═══ EXERCISE INPUT ═══
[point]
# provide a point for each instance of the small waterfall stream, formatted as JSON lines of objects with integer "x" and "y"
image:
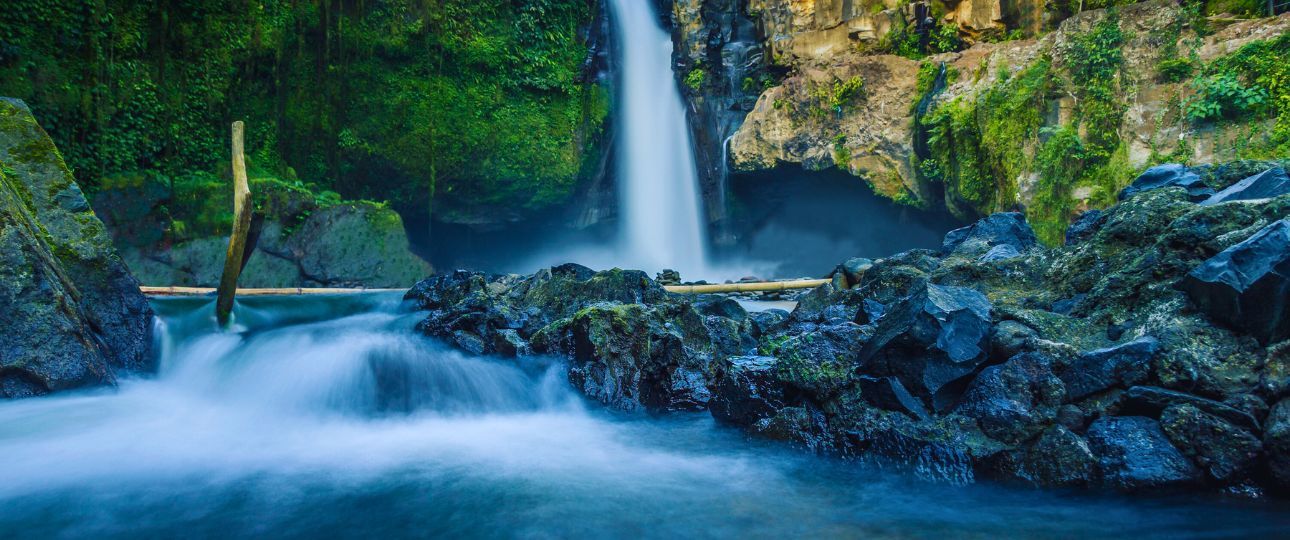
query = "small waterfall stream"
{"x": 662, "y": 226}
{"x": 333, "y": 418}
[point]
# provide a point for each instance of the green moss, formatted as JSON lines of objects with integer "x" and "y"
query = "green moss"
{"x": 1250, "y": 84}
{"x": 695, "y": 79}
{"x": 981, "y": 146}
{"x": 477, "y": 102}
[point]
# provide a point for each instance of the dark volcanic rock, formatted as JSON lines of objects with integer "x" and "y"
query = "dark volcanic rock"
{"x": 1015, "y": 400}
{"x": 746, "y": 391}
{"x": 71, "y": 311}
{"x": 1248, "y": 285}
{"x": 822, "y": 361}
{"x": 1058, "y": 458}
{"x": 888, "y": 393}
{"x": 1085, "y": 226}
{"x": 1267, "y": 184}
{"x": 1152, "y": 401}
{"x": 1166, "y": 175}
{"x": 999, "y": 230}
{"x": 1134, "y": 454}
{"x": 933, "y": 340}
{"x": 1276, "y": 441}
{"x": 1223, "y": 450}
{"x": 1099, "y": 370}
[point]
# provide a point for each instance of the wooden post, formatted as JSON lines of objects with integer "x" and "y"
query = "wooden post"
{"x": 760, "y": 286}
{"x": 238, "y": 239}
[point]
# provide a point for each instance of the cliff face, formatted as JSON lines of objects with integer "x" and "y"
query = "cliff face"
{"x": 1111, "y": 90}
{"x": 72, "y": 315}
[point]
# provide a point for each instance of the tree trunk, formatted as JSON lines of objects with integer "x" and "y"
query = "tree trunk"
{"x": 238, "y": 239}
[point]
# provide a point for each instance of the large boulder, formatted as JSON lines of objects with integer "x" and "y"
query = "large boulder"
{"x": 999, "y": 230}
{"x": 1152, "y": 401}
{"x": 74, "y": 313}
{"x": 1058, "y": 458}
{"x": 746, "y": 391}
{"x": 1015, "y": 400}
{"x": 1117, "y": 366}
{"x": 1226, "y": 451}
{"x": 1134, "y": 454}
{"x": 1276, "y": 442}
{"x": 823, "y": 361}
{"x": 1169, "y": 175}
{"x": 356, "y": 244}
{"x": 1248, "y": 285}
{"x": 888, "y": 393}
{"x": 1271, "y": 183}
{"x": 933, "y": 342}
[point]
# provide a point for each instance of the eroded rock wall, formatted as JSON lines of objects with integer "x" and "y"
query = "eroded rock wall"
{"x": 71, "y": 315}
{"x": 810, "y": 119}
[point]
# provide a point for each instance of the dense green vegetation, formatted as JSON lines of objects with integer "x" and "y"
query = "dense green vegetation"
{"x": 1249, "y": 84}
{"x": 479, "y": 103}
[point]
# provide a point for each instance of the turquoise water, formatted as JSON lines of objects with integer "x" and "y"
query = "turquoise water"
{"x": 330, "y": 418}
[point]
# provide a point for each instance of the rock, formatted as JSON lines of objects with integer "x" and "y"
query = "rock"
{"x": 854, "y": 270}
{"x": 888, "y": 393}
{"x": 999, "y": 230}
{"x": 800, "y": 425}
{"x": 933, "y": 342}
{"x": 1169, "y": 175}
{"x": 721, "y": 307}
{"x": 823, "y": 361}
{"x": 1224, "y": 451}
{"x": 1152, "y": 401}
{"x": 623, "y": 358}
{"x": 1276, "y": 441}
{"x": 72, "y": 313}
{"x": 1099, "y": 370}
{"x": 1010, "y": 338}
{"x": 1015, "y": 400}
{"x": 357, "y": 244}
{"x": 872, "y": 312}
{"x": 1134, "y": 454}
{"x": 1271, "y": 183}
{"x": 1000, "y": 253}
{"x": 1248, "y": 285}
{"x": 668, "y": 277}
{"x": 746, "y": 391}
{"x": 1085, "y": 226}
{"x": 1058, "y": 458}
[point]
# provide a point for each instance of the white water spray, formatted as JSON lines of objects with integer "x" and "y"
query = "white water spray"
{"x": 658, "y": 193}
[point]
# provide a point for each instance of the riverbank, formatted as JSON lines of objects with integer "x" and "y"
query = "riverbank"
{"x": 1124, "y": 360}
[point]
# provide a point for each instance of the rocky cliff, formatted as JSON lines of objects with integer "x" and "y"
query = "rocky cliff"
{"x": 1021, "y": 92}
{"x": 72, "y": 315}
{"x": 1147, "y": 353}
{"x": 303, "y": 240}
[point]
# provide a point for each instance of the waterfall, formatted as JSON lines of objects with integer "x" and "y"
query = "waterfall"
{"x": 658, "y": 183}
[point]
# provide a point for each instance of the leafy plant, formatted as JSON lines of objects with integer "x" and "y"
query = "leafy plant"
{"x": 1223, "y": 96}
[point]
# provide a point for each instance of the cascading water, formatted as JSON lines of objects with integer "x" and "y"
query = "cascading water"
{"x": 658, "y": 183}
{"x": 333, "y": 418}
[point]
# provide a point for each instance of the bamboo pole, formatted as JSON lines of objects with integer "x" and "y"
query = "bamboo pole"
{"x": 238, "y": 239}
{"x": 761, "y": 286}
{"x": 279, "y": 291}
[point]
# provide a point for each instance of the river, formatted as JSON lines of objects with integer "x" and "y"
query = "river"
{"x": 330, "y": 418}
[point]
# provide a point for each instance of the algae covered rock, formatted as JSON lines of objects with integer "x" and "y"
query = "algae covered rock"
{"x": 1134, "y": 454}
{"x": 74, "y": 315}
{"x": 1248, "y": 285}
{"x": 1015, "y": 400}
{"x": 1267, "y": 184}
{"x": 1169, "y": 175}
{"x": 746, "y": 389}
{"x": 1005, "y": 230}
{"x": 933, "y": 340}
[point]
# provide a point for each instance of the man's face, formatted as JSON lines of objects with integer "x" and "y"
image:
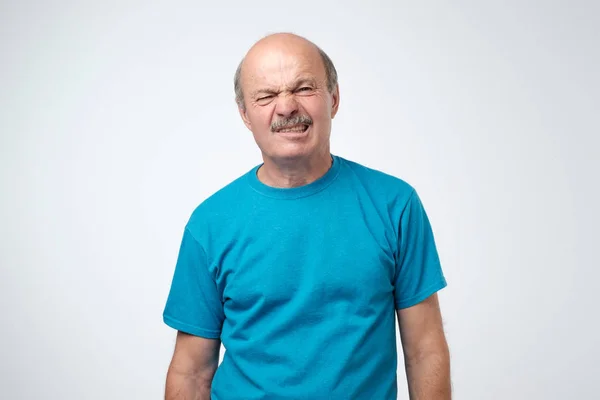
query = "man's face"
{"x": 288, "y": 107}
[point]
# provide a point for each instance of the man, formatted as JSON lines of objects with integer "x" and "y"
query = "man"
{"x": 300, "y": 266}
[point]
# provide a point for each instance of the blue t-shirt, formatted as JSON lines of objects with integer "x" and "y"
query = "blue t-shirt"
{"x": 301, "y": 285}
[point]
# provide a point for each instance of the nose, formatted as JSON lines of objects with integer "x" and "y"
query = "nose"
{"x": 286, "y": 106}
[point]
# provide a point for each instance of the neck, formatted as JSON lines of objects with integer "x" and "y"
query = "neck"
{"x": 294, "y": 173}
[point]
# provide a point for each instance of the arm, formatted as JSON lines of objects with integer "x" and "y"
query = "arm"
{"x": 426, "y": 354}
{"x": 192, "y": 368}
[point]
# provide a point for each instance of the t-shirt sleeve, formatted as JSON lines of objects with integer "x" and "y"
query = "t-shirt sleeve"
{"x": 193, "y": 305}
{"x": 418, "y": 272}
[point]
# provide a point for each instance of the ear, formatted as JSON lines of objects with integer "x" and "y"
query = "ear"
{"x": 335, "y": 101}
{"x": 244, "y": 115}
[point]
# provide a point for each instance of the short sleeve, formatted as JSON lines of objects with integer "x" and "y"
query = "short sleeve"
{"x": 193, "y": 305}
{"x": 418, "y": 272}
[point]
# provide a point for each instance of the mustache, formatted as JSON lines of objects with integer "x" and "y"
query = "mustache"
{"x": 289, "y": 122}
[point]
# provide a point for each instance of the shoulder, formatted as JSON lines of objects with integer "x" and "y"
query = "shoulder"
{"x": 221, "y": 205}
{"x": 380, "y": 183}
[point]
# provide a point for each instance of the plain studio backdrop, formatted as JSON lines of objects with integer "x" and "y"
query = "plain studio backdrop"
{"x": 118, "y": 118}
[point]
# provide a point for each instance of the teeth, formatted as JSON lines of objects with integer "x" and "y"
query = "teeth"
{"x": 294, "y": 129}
═══
═══ EXERCISE INPUT ═══
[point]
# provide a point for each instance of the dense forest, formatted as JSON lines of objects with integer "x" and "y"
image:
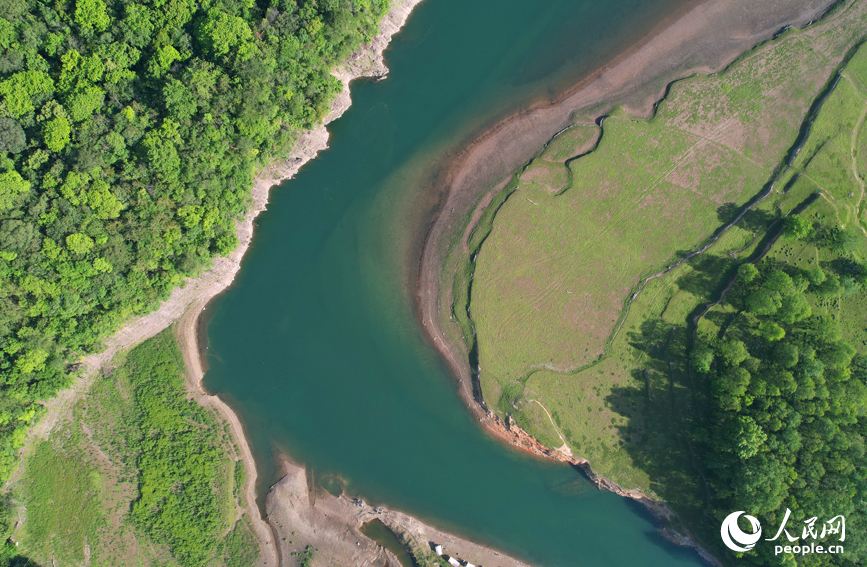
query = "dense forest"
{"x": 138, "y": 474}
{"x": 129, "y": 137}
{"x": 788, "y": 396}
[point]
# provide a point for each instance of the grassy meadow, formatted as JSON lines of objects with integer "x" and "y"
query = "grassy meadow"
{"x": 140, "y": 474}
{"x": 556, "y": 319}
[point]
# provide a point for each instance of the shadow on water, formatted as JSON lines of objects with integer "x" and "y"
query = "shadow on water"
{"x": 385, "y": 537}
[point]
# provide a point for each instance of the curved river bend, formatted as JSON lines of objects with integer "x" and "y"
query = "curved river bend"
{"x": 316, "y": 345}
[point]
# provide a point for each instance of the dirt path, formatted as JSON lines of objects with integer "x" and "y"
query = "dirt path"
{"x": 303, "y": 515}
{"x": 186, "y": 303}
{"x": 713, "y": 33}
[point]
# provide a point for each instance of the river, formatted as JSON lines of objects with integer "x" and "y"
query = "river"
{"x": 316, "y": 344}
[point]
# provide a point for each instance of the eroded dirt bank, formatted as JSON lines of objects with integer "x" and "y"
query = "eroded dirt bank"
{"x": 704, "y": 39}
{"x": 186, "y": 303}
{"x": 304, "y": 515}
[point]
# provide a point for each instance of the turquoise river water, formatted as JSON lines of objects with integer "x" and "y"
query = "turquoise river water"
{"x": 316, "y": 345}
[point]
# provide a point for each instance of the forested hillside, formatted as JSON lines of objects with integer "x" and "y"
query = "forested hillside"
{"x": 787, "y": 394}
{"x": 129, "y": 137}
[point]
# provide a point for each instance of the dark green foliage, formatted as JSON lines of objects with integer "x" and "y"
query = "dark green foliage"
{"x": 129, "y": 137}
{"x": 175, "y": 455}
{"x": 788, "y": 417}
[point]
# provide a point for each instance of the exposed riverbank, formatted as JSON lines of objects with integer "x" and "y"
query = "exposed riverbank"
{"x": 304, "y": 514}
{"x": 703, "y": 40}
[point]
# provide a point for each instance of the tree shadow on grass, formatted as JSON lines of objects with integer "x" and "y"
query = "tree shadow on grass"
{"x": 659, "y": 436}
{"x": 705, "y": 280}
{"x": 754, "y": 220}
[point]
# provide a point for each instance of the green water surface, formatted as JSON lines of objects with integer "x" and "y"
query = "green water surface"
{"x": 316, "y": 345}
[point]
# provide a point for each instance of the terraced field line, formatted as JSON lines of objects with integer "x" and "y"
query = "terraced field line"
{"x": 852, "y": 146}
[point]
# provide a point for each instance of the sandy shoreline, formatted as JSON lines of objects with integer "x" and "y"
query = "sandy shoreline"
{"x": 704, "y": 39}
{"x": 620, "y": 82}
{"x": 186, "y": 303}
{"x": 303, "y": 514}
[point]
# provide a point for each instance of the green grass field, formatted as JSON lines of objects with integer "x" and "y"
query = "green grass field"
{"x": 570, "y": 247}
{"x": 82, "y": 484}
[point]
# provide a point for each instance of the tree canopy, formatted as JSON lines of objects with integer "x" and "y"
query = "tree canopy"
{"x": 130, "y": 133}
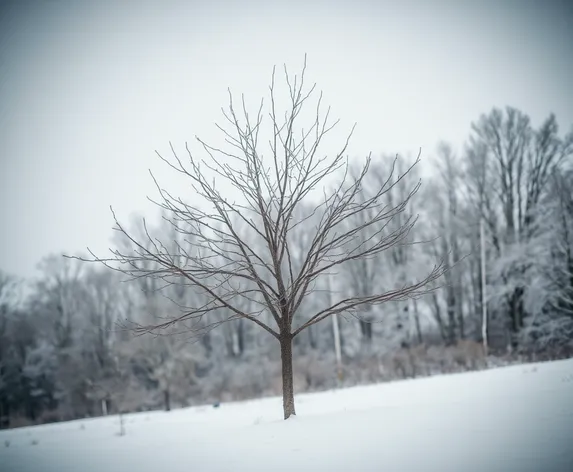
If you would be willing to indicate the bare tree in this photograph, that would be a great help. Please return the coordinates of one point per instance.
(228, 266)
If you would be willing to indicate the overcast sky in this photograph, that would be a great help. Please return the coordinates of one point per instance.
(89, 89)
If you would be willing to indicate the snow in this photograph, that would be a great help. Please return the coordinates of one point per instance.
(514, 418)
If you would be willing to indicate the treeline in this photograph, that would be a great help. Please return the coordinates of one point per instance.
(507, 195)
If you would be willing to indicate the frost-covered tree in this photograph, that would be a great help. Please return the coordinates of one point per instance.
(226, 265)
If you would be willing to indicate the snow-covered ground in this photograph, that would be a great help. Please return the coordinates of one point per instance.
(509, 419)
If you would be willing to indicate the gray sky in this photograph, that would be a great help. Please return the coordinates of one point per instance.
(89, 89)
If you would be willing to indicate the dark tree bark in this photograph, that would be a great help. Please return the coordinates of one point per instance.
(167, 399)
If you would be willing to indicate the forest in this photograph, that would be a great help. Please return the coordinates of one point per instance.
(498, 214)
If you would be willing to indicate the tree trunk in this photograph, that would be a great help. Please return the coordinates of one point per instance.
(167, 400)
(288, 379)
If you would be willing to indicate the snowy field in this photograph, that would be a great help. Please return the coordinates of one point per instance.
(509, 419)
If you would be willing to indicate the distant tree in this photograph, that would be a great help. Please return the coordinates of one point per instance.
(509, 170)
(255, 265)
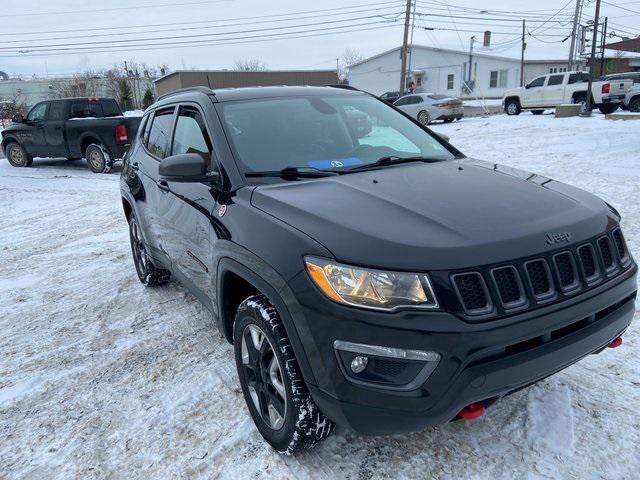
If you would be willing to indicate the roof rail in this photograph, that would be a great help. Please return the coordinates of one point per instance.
═══
═══ EXERCISE INPUT ═══
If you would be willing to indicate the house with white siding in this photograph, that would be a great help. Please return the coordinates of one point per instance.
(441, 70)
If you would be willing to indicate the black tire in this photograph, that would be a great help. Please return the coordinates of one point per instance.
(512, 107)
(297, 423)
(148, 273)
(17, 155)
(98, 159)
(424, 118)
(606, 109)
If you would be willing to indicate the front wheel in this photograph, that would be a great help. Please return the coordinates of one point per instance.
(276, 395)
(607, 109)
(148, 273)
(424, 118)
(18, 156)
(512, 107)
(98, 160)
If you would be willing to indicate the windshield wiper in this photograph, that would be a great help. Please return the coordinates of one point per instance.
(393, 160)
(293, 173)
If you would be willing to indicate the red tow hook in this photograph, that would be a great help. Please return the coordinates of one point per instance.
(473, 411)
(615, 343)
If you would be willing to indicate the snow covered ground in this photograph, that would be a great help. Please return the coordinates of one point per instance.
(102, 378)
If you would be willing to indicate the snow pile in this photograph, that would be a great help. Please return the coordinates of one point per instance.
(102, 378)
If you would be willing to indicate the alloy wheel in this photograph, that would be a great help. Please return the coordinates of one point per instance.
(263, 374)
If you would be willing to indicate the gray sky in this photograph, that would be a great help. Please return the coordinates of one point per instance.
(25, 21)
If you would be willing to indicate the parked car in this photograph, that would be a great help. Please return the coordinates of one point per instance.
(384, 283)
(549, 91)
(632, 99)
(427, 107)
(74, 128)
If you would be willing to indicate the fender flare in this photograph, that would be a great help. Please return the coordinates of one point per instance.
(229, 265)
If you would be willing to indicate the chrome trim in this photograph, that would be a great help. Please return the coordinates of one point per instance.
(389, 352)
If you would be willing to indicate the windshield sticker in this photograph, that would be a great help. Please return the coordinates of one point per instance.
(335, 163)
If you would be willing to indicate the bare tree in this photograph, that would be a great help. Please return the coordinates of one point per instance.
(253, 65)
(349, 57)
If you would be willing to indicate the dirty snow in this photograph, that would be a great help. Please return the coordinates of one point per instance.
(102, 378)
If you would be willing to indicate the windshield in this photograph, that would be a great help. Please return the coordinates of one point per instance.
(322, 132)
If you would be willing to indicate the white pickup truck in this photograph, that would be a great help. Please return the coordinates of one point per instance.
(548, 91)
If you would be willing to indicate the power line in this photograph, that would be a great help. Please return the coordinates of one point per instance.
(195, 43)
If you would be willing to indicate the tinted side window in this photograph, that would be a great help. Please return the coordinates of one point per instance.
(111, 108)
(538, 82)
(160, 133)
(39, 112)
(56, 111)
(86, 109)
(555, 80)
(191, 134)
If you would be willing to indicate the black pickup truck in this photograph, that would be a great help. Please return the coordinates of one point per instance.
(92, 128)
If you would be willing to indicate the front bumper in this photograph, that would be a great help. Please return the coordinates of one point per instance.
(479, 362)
═══
Reproduce exactly the lines of the data above that run from the line with "# provide a point for each instance of the small" down to the line with "# provide a point for each instance of the large", both ends included. Pictures do not belong in the copy.

# provide a point for each instance of the small waterfall stream, formatted as JSON lines of objects with integer "x" and "y"
image:
query = "small waterfall stream"
{"x": 662, "y": 226}
{"x": 333, "y": 418}
[point]
# provide a point for each instance of the green moss, formatted as JSON lines of objects with integer "x" and "y"
query = "green moss"
{"x": 1250, "y": 84}
{"x": 695, "y": 79}
{"x": 981, "y": 146}
{"x": 477, "y": 102}
[point]
# provide a point for each instance of the dark volcanic rock, formatted as JSON lines of objects with integer "x" and "y"
query = "dark volcanic rock"
{"x": 1015, "y": 400}
{"x": 746, "y": 391}
{"x": 71, "y": 311}
{"x": 1248, "y": 285}
{"x": 822, "y": 361}
{"x": 1058, "y": 458}
{"x": 888, "y": 393}
{"x": 1085, "y": 226}
{"x": 1267, "y": 184}
{"x": 1152, "y": 401}
{"x": 1166, "y": 175}
{"x": 999, "y": 230}
{"x": 1134, "y": 454}
{"x": 933, "y": 340}
{"x": 1276, "y": 441}
{"x": 1223, "y": 450}
{"x": 1099, "y": 370}
[point]
# provide a point for each instance of the wooden post, formatted as JSON lines of objects with integer "x" and "y"
query = "wooden post"
{"x": 760, "y": 286}
{"x": 238, "y": 239}
[point]
# provide a point for each instance of the cliff face, formatted as JSON lines of objects with integer "x" and "y"
query = "cliff face"
{"x": 1111, "y": 90}
{"x": 72, "y": 315}
[point]
# provide a point for each instance of the tree trunk, formatted as JSON lines of objects with integer "x" and "y"
query = "tree trunk"
{"x": 238, "y": 239}
[point]
# provide a point for each instance of the large boulder, formatted as JSON lines of objects with integer "x" and "y"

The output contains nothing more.